The company entered the U.S. about 40 years ago and has been on an expansion spree, acquiring Stonyfield organic yogurt from Danone SA in 2017 in a deal valued at $875 million.

Adding the Kraft cheese business would boost the company’s footprint further at a time when demand for staple groceries is higher than ever amid the coronavirus pandemic.

The sale will include Kraft shredded and blocks of cheese and the Cracker Barrel brand in the U.S., Breakstone’s cottage cheese and sour cream, and some other assets. Kraft Heinz will keep Philadelphia cream cheese, Velveeta, Cheez Whiz and Kraft Singles in the U.S. It will also retain its macaroni-and-cheese business world-wide.

The brands Kraft Heinz is selling had about $1.8 billion in sales over the past year, representing roughly 7% of the company’s annual revenue.

In 2018, Kraft Heinz agreed to sell its Canadian natural-cheese business to Parmalat for over $1 billion.

Tasks for this exercise:
a - Answer these questions about the text on the Kraft cheese sale:
(i) From which company was Stonyfield organic yogurt acquired, and in what year?
(ii) Which business will Kraft Heinz keep worldwide?
(iii) Roughly what share of Kraft Heinz's annual revenue do the brands being sold represent?
b - Extract the passage of the text on the Kraft cheese sale that runs from "Adding the Kraft" to "macaroni-and-cheese business world-wide.", copying it word for word.

Dataset records:

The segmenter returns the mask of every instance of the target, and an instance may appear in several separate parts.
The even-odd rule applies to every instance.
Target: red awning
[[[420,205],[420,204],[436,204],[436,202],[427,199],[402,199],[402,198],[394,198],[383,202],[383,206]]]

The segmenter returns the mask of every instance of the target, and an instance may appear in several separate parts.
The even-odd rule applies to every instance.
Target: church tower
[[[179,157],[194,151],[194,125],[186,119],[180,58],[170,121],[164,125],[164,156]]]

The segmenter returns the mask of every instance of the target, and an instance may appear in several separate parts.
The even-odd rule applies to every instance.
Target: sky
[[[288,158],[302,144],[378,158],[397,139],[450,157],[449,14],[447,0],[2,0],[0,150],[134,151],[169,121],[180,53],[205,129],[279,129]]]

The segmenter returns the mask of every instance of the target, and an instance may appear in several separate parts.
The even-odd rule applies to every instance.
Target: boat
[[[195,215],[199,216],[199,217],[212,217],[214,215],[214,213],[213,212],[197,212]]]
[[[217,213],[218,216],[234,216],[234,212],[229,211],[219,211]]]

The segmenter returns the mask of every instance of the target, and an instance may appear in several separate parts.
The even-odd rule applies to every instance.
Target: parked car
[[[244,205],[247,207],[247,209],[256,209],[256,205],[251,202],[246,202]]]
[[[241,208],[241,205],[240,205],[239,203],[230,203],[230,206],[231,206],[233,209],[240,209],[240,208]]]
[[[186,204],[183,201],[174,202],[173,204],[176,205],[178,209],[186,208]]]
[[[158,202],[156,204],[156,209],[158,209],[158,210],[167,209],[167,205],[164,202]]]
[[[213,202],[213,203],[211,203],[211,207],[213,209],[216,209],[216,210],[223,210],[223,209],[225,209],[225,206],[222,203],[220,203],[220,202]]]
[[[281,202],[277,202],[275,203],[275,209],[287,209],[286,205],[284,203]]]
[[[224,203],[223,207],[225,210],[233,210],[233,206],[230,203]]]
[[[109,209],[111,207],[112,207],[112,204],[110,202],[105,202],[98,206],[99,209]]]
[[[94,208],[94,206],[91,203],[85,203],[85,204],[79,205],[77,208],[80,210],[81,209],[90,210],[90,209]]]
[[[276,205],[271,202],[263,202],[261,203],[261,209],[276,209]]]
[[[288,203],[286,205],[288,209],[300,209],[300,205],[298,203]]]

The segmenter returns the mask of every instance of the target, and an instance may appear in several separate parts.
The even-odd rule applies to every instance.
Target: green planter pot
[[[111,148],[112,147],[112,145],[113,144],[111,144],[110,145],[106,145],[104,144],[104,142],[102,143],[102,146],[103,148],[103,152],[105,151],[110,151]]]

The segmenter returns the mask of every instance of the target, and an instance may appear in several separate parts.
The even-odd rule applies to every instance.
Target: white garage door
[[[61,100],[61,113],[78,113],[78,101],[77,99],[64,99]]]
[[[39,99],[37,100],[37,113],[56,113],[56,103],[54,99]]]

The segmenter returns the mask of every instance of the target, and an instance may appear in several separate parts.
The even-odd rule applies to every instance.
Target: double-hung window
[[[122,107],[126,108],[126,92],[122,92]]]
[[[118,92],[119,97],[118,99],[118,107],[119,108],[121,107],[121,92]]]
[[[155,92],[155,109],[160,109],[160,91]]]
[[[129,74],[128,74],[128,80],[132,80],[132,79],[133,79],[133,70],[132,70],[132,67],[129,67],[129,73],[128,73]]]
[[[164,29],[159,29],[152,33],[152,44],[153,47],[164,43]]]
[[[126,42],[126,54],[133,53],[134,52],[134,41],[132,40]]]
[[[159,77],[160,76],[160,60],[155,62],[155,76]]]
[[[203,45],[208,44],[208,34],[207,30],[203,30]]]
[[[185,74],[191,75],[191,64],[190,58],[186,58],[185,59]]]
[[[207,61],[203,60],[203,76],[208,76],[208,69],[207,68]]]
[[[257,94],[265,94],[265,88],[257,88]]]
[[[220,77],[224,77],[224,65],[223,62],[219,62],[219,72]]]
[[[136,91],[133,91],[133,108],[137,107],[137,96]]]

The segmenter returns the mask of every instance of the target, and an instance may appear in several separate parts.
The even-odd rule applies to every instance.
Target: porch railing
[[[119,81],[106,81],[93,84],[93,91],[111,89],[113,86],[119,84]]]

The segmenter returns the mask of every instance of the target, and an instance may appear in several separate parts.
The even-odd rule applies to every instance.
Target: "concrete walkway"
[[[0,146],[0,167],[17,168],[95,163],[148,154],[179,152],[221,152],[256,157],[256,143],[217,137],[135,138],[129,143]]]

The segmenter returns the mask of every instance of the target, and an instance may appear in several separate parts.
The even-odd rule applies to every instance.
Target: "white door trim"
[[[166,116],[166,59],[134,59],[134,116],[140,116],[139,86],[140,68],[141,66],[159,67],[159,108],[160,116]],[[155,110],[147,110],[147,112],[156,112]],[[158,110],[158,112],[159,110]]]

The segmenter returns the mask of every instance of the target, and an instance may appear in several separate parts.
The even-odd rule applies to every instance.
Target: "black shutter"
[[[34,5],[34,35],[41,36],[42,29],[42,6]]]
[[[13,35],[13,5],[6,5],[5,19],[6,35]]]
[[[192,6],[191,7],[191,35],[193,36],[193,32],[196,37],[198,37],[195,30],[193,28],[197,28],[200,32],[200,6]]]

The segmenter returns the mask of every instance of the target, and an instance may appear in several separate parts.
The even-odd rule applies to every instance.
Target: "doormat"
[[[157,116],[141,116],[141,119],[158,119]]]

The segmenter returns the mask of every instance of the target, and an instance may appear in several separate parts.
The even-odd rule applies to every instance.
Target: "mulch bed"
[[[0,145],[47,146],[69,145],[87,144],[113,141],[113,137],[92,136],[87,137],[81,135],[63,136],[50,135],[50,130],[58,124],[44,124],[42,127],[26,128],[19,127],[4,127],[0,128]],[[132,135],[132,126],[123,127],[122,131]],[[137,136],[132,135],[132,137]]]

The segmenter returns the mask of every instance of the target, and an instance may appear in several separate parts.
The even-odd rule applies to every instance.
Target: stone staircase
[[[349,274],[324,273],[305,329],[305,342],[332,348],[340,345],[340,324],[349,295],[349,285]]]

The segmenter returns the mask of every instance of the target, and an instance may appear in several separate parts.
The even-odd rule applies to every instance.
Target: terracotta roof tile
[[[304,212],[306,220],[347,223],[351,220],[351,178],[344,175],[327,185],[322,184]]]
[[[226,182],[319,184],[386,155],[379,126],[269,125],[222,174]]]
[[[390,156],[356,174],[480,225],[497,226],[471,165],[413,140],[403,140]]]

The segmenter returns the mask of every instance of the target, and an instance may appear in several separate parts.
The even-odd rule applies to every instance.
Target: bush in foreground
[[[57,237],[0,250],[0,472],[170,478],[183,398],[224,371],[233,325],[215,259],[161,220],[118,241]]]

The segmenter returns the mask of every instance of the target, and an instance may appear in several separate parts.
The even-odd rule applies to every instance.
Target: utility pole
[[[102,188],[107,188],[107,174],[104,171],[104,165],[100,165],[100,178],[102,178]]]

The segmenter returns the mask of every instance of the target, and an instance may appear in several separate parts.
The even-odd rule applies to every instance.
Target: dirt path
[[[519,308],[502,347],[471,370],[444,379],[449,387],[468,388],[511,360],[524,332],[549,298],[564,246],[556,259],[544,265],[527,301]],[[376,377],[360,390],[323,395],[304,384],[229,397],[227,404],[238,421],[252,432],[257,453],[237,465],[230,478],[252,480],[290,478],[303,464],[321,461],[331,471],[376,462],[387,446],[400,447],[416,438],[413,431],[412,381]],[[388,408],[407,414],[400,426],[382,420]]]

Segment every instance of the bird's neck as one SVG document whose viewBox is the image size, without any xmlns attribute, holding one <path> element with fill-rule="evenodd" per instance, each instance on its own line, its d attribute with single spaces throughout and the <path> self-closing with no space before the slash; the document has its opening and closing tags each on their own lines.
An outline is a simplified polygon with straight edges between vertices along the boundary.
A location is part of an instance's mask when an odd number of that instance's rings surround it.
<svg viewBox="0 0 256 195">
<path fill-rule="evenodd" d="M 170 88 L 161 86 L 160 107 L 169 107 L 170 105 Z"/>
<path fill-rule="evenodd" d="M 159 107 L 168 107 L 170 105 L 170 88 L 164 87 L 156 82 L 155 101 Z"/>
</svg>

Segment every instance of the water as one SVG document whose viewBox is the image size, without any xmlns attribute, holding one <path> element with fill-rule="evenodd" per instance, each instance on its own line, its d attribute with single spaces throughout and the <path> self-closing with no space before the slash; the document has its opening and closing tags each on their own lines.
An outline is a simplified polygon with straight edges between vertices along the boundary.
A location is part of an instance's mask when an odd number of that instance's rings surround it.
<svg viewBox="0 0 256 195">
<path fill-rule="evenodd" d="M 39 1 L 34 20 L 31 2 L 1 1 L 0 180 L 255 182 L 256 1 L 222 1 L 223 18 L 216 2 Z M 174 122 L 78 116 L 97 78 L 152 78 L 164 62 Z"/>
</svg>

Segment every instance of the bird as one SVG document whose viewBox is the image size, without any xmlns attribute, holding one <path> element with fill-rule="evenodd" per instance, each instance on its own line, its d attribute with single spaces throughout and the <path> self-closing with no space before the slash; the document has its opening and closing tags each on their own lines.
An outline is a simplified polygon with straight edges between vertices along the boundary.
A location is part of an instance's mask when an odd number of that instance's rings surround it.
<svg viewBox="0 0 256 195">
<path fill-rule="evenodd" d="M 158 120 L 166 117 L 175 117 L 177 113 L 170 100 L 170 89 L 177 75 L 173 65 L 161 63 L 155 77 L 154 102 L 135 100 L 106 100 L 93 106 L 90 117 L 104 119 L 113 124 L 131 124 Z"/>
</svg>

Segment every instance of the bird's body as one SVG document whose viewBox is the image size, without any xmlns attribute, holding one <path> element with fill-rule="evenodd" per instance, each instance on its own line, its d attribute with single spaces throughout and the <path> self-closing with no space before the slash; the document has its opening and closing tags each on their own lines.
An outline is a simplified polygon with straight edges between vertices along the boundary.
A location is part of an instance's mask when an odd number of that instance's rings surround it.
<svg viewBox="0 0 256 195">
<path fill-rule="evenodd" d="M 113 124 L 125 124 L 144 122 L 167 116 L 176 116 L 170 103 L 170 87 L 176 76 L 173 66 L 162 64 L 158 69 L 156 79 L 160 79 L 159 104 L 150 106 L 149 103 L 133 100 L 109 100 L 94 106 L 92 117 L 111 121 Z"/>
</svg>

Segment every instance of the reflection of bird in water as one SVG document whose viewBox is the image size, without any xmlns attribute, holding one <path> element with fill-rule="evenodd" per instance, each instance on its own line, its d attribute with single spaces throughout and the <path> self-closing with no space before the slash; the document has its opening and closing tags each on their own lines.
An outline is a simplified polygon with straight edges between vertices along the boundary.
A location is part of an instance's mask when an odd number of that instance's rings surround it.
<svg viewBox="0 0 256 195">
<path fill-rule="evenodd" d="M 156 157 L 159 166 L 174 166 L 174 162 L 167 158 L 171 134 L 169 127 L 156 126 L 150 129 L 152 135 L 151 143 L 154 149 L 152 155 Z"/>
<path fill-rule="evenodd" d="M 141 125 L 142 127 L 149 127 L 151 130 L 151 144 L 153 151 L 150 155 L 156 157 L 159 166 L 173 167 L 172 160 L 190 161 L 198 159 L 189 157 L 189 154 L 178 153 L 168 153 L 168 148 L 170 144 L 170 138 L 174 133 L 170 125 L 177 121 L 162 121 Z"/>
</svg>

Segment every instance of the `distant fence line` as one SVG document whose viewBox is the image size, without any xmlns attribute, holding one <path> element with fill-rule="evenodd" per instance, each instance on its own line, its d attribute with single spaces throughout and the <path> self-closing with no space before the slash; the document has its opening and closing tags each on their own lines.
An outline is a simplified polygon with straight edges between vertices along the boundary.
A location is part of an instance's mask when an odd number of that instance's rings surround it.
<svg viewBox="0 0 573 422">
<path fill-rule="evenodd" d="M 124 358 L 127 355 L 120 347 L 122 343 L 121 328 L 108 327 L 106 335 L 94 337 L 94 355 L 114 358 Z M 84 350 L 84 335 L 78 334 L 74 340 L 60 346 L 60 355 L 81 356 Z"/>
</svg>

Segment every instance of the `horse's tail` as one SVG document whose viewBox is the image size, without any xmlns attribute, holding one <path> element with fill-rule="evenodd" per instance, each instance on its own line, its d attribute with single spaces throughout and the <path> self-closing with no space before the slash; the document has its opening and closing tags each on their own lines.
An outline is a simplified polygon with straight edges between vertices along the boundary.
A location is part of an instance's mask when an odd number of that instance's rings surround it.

Answers to each task:
a -
(i) Danone SA, in 2017.
(ii) Its macaroni-and-cheese business.
(iii) Roughly 7%.

b -
Adding the Kraft cheese business would boost the company’s footprint further at a time when demand for staple groceries is higher than ever amid the coronavirus pandemic.

The sale will include Kraft shredded and blocks of cheese and the Cracker Barrel brand in the U.S., Breakstone’s cottage cheese and sour cream, and some other assets. Kraft Heinz will keep Philadelphia cream cheese, Velveeta, Cheez Whiz and Kraft Singles in the U.S. It will also retain its macaroni-and-cheese business world-wide.